▶ **Directions**
The required output is the exact run of lines below that opens at the line with "Guideline: put one point on each instance of the black" and closes at the line with "Guideline: put one point on each instance of the hardwood".

▶ **Input data**
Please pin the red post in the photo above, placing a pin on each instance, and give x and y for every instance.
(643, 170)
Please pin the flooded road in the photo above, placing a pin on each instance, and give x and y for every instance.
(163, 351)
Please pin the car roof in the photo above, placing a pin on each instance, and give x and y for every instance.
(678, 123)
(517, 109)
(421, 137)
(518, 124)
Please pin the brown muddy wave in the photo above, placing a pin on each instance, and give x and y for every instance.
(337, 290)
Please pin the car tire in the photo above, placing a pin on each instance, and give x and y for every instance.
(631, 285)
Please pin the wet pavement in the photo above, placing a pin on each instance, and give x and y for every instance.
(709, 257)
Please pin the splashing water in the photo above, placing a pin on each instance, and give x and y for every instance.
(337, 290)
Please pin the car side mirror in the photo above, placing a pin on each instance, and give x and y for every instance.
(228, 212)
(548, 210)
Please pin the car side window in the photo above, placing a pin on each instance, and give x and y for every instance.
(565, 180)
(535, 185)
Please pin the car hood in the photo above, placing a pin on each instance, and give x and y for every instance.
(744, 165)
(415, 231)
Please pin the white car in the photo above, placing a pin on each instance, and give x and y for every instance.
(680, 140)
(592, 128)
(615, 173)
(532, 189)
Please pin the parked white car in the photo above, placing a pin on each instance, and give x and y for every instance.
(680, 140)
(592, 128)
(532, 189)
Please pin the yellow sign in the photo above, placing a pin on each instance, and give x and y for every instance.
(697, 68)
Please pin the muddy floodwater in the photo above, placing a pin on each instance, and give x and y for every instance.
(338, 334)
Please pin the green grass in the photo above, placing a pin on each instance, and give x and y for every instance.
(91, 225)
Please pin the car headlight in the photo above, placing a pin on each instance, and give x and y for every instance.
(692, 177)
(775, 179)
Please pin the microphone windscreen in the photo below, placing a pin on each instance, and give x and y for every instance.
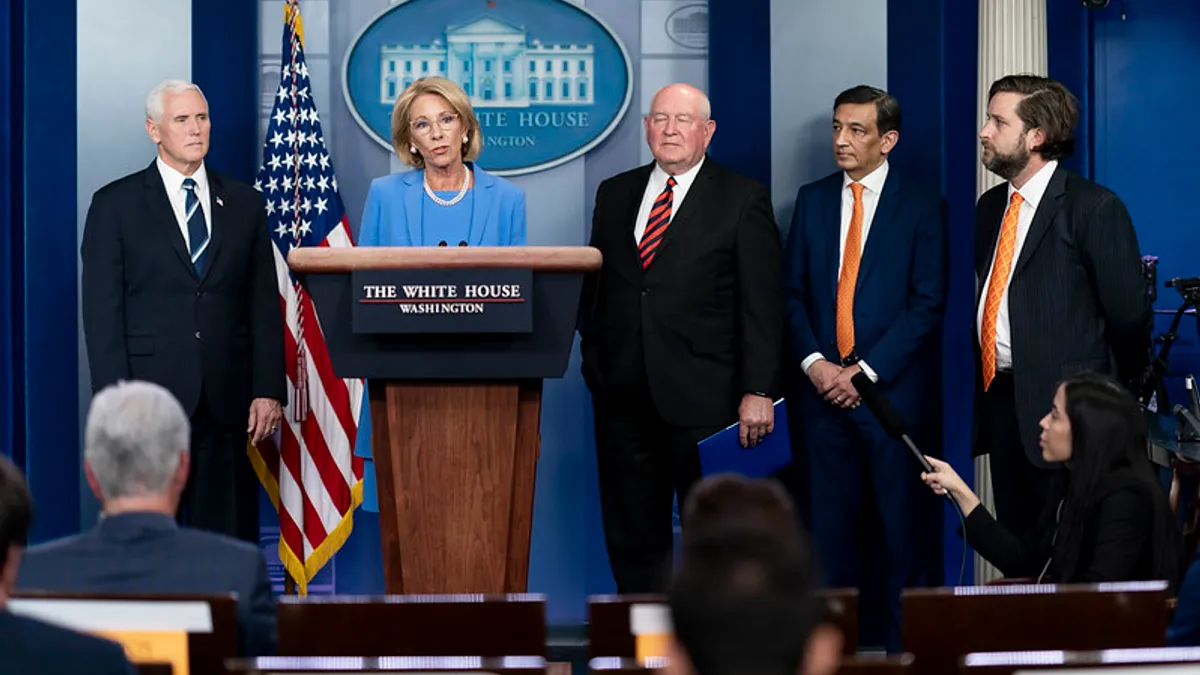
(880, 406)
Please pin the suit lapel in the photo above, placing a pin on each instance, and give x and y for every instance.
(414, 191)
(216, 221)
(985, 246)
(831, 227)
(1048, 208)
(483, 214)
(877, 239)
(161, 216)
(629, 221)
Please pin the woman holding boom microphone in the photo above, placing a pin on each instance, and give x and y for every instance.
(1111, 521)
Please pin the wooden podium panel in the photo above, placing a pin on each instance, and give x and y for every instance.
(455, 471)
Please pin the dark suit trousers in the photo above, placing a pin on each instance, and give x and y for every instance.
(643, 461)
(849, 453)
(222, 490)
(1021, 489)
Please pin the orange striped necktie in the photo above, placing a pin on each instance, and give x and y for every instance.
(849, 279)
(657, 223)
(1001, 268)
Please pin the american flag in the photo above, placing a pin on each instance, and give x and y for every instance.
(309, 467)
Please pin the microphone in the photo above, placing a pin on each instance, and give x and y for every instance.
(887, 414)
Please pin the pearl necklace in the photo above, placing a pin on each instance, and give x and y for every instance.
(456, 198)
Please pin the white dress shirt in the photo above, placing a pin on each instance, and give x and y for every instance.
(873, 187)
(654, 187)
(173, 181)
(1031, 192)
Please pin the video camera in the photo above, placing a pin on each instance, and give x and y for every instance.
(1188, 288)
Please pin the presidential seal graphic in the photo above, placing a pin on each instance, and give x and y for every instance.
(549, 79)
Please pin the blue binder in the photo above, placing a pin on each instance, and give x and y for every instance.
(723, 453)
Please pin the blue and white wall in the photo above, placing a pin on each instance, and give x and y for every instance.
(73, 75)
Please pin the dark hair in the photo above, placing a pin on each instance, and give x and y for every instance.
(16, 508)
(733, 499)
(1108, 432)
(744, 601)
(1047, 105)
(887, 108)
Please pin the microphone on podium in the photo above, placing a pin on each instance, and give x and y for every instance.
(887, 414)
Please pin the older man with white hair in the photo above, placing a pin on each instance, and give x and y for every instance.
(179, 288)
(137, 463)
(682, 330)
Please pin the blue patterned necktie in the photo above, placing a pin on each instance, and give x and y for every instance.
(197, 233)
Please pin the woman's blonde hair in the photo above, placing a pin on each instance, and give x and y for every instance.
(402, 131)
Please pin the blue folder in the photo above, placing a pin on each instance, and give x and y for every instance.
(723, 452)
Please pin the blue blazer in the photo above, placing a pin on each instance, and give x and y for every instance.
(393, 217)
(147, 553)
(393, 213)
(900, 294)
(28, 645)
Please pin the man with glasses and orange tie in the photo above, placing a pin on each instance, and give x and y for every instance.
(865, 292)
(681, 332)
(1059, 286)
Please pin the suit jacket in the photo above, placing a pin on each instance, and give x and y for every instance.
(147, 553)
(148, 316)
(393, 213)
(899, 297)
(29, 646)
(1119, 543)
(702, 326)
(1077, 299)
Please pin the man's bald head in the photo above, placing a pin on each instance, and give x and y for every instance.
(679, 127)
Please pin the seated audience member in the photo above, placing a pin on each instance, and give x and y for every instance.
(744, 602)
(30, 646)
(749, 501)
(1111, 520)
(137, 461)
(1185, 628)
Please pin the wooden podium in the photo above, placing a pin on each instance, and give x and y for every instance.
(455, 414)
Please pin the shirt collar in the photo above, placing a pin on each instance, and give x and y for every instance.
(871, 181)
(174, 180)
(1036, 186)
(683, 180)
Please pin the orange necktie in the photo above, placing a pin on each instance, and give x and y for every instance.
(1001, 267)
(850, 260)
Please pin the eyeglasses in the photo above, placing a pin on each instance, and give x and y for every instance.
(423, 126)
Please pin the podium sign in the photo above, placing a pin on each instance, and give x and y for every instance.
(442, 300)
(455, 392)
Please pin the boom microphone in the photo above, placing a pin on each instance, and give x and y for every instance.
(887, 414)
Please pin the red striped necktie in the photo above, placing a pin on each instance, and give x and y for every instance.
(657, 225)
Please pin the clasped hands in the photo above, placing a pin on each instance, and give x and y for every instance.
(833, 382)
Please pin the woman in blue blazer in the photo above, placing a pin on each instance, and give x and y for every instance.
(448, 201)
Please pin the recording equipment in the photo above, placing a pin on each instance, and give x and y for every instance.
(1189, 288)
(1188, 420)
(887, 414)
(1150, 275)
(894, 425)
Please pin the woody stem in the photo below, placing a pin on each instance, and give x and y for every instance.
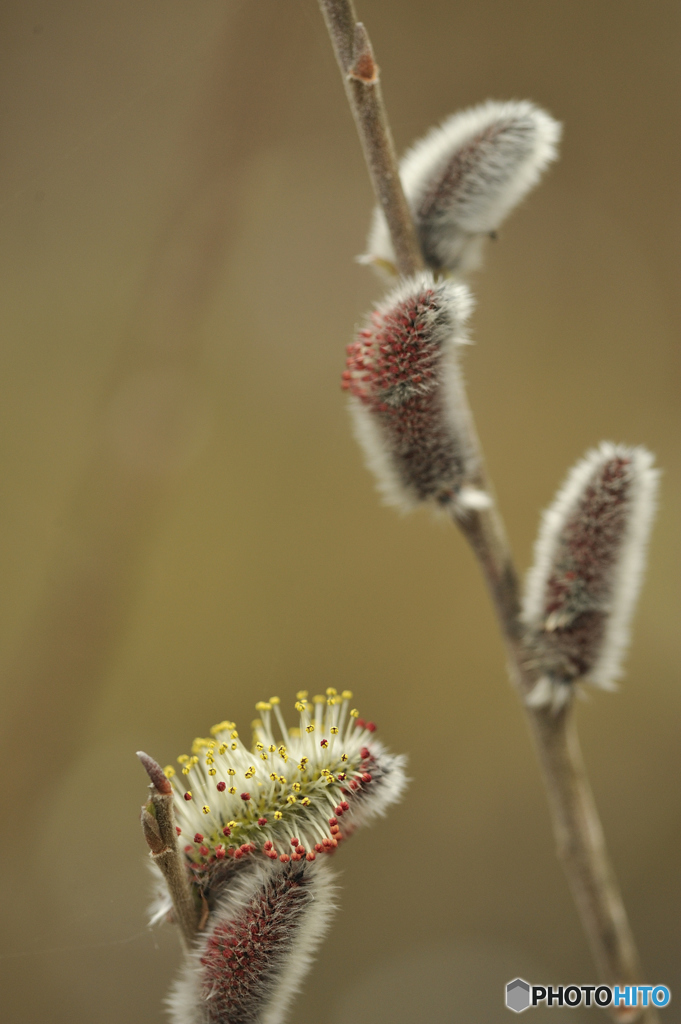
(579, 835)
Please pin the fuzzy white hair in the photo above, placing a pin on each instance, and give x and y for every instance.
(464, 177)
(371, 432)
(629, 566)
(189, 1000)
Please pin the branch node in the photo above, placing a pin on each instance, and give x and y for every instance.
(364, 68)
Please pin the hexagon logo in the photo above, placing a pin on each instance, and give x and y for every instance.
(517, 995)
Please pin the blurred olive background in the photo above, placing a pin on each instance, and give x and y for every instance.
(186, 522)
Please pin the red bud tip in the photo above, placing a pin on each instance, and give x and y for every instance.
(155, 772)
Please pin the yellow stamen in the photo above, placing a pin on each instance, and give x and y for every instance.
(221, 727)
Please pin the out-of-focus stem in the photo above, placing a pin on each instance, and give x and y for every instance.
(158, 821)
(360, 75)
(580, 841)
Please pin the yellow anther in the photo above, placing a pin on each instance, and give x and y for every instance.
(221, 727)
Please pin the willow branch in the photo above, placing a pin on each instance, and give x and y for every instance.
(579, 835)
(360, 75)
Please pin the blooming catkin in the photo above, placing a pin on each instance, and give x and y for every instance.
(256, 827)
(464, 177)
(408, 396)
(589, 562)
==
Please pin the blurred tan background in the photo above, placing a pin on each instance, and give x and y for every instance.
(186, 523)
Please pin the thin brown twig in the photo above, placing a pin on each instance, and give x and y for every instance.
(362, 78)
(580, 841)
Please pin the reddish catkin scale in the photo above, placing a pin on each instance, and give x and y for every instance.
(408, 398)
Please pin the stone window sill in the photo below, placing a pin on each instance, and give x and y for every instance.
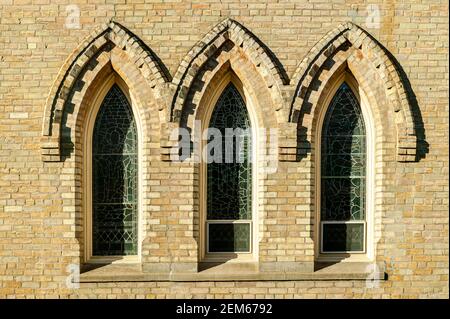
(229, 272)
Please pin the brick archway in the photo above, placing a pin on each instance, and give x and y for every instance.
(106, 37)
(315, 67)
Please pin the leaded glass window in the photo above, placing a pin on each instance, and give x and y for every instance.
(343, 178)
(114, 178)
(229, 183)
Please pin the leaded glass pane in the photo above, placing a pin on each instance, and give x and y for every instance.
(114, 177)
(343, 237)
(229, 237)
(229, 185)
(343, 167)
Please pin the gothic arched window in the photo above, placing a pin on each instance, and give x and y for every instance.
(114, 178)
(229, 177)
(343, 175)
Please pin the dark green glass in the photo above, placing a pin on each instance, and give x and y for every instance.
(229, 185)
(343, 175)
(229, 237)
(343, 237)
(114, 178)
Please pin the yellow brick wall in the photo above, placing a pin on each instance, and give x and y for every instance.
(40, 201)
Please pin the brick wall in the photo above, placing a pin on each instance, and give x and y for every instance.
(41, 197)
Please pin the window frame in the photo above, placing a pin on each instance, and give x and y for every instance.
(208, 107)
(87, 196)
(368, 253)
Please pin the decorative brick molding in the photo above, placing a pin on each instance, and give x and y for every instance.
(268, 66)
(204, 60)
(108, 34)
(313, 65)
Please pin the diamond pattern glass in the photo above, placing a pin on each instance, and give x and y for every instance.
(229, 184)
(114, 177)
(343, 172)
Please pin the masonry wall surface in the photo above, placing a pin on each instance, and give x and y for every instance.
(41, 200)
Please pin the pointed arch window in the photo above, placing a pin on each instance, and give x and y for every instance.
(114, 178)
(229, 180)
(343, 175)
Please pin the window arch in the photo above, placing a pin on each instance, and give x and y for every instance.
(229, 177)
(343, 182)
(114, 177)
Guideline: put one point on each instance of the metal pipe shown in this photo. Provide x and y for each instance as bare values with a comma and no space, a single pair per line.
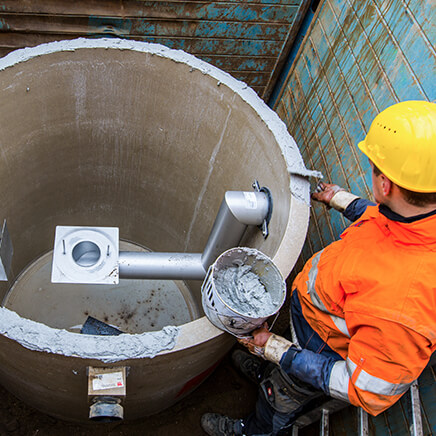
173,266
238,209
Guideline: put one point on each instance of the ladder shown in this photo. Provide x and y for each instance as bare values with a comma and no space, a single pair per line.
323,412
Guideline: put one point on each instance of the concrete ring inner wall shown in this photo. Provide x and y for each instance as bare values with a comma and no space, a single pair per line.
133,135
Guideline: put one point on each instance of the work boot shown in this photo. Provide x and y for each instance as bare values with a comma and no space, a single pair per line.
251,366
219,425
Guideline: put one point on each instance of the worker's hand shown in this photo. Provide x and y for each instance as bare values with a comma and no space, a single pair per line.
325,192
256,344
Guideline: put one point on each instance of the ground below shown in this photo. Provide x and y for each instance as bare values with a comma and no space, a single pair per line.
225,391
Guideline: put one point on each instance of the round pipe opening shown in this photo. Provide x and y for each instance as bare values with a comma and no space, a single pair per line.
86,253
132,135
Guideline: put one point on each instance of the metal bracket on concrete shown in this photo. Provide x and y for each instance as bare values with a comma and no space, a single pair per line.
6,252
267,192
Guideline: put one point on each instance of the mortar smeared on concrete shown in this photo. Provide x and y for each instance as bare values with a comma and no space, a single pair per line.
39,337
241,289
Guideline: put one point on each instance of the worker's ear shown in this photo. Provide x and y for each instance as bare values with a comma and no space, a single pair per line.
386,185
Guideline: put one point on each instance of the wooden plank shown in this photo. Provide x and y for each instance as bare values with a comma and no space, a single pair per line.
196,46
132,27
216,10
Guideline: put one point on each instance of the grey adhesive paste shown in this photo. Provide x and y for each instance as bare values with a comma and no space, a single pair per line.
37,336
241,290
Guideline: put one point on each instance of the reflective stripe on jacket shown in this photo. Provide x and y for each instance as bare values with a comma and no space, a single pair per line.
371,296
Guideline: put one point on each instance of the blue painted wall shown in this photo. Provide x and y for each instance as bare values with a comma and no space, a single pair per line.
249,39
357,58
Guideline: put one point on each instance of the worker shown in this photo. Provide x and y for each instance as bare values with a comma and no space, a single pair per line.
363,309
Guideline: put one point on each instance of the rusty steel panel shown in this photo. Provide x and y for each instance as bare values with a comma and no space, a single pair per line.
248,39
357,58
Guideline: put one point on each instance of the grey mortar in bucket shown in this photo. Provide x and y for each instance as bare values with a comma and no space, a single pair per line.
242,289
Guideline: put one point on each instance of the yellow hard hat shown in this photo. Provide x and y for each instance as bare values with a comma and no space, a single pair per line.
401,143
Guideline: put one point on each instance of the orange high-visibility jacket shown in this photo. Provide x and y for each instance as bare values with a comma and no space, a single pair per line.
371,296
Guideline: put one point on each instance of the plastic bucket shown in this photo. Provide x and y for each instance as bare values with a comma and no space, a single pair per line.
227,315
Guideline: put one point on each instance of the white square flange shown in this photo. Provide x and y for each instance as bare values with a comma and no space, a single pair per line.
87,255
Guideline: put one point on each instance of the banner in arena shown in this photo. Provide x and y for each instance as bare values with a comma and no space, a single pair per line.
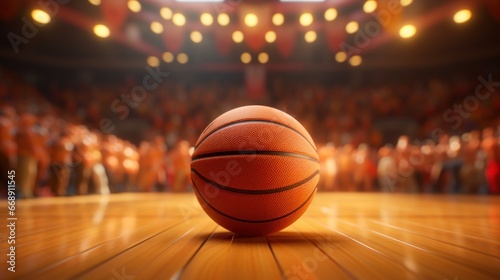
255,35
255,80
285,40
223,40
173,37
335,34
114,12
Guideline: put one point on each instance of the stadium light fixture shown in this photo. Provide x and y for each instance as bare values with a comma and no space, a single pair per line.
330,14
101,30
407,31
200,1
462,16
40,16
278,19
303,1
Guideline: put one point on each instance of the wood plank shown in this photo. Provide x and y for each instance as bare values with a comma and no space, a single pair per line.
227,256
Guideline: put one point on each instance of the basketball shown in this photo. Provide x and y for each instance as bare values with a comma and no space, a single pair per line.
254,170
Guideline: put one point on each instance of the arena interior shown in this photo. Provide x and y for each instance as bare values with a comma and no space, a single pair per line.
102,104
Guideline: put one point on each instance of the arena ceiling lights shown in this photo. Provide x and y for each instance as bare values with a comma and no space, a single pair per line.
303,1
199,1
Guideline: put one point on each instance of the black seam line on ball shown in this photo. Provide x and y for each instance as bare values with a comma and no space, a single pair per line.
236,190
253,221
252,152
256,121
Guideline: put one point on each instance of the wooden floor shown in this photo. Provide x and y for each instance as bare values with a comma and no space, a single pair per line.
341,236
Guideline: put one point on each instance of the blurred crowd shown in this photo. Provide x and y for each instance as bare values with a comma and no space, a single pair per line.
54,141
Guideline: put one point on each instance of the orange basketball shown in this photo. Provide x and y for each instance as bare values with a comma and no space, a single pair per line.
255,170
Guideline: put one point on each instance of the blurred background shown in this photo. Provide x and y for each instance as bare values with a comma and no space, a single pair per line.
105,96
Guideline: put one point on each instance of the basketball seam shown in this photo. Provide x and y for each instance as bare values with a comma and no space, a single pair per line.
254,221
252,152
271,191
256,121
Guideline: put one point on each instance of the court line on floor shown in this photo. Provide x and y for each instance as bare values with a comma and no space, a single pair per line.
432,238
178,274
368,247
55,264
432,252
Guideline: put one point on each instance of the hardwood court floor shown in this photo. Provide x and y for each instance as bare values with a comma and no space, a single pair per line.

▶ **Written response**
Guideline: put one point on each instance of the black seam line on ball shown in this photo. Provide x and y for each instance as bare values with a comma and no space, a single pair per line.
236,190
253,221
252,152
256,121
Guideline: put one point on each instance of the wooden floor shown in this photo. Provide x and y for each instance as bare values with a comma and no space, a single pair per line.
341,236
Guideline: put one point on each instance of the blurred crowd shown in this photo. Provide x and y for each instance as bare values with a comma and no space, a single pair per line.
54,141
Guideline: put one point on each instance of the orange basketball shown in this photo. Provide x and y for each instance as bare values with a comma and no space, a single pair per line.
255,170
Guideline: put one point on each instance of the blurred background shown in this photo. Provide x and y for each instance as bare values with a comma and no space, a single pair per line.
105,96
Guideline: put one point on each instance of the basketball seam shown in this photo. Provide x and y for each instance as bare values with a comma and no space, a single pair per line.
254,221
252,152
271,191
256,121
Guideline: put one point on each instance of the court line on floor shown in this photo. Provide x and y for each instance as bare values with a comma and no space, a single pair per line.
432,238
178,274
368,247
55,264
432,252
Guideline: put one point on each instance of the hardwood court floor shown in this photo. Provide x and y for each instance as bare values with a comma and no space, a single pair per line.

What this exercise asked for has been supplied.